Die zur Aufarbeitung ins Werk geholten Motoren werden zunächst einer »Vorakzeptanzprüfung« unterzogen, bei der ein Befund über den »äußeren Zustand« eines Motors entsteht. Anschließend wird der Motor in den Aufarbeitungsprozess eingebunden und durchläuft dabei an einem Band vier Stationen. In jeder Station werden jeweils bestimmte Bauteile demontiert, begutachtet und ihren spezifischen Behandlungen zugeführt oder als Schrott ausgesondert.

= Erfasste Daten =
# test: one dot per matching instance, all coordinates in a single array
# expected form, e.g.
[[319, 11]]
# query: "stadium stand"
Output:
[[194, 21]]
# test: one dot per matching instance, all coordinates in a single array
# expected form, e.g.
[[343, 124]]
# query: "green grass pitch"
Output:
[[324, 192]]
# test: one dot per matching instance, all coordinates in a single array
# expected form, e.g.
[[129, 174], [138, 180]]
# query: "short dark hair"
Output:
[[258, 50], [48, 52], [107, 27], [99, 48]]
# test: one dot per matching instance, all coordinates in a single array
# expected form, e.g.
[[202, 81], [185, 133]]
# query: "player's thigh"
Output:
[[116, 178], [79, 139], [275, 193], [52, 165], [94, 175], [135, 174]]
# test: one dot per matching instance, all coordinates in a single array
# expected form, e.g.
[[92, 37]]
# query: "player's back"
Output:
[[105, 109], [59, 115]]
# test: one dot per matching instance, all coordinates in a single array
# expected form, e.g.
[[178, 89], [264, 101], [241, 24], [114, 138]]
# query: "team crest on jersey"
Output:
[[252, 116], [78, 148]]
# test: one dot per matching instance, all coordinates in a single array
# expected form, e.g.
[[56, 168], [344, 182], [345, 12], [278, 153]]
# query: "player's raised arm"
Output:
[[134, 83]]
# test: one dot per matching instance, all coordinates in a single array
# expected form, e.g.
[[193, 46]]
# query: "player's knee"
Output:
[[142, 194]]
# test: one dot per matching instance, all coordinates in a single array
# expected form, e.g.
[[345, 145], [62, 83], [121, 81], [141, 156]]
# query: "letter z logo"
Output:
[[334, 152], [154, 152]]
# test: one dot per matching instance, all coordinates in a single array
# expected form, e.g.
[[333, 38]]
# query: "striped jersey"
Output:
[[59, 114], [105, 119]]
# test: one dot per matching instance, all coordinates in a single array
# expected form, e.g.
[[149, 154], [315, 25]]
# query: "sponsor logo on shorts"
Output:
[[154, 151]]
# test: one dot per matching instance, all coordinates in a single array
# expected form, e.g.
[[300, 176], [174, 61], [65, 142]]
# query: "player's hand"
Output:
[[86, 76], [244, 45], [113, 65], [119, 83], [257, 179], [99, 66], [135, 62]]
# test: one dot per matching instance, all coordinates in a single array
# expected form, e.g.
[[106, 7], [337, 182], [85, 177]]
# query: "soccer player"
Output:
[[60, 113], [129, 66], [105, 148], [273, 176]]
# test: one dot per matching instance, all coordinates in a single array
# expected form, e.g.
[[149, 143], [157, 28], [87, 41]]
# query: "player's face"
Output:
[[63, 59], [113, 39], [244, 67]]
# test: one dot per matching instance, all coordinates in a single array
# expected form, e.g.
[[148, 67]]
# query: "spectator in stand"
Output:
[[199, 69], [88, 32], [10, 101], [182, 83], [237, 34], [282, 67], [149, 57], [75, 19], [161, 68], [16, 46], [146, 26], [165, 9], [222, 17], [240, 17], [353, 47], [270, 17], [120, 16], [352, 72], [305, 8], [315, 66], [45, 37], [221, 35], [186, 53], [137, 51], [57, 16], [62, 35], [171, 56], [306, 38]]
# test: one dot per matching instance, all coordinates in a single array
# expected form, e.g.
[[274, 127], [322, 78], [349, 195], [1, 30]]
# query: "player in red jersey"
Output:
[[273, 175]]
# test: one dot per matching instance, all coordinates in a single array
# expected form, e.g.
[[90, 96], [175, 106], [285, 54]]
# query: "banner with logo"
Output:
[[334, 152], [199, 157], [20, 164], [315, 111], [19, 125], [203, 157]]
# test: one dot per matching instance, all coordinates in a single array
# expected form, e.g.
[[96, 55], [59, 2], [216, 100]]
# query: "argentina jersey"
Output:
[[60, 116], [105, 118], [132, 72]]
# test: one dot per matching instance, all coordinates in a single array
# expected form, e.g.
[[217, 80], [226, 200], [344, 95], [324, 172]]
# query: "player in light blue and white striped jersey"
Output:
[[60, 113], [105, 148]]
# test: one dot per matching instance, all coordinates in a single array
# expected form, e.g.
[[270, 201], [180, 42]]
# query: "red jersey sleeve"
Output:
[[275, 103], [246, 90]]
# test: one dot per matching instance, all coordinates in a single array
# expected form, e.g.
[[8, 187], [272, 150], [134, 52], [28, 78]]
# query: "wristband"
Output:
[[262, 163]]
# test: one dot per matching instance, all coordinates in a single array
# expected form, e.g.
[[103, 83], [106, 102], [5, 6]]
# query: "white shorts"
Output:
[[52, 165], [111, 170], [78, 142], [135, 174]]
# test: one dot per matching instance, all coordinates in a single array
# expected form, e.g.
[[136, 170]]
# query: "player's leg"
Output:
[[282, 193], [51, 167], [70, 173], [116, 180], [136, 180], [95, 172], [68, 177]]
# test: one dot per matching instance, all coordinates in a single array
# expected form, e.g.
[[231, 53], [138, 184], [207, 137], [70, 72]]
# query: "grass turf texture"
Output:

= Schriftliche Aufgaben =
- 1) Tippen Sie den Auszug über die Motorenaufarbeitung zwischen „Die zur Aufarbeitung“ und „als Schrott ausgesondert.“ wortgetreu ab, beide Stellen eingeschlossen.
- 2) Setzen Sie den Auszug über die Motorenaufarbeitung im Anschluss an seinen letzten Satz fort.

= Antworten der Reihe nach =
- 1)
Die zur Aufarbeitung ins Werk geholten Motoren werden zunächst einer »Vorakzeptanzprüfung« unterzogen, bei der ein Befund über den »äußeren Zustand« eines Motors entsteht. Anschließend wird der Motor in den Aufarbeitungsprozess eingebunden und durchläuft dabei an einem Band vier Stationen. In jeder Station werden jeweils bestimmte Bauteile demontiert, begutachtet und ihren spezifischen Behandlungen zugeführt oder als Schrott ausgesondert.

- 2)
Da aufgrund ihres Zustandes immer wieder Teile in den Schrott wandern, besteht ständig ein gewisser Bedarf an »Ersatzteilen«, um nicht Neuteile in den Prozess einführen zu müssen. So kauft die MTU systematisch im In- und Ausland gebrauchte Komponenten auf. Um diesen Vorgang zu optimieren und die Service-Organisation bzw. den Eigner zu motivieren, diese Maßnahme zu unterstützen, wurde ein »Pfandsystem« für besonders nachgefragte Komponenten eingeführt, was den Rückkauf erheblich erleichtert. Die heutige Datentechnik vereinfacht alle damit verbundenen Vorgänge, einschließlich der Erstellung aller notwendigen Dokumente und der Abrechnung.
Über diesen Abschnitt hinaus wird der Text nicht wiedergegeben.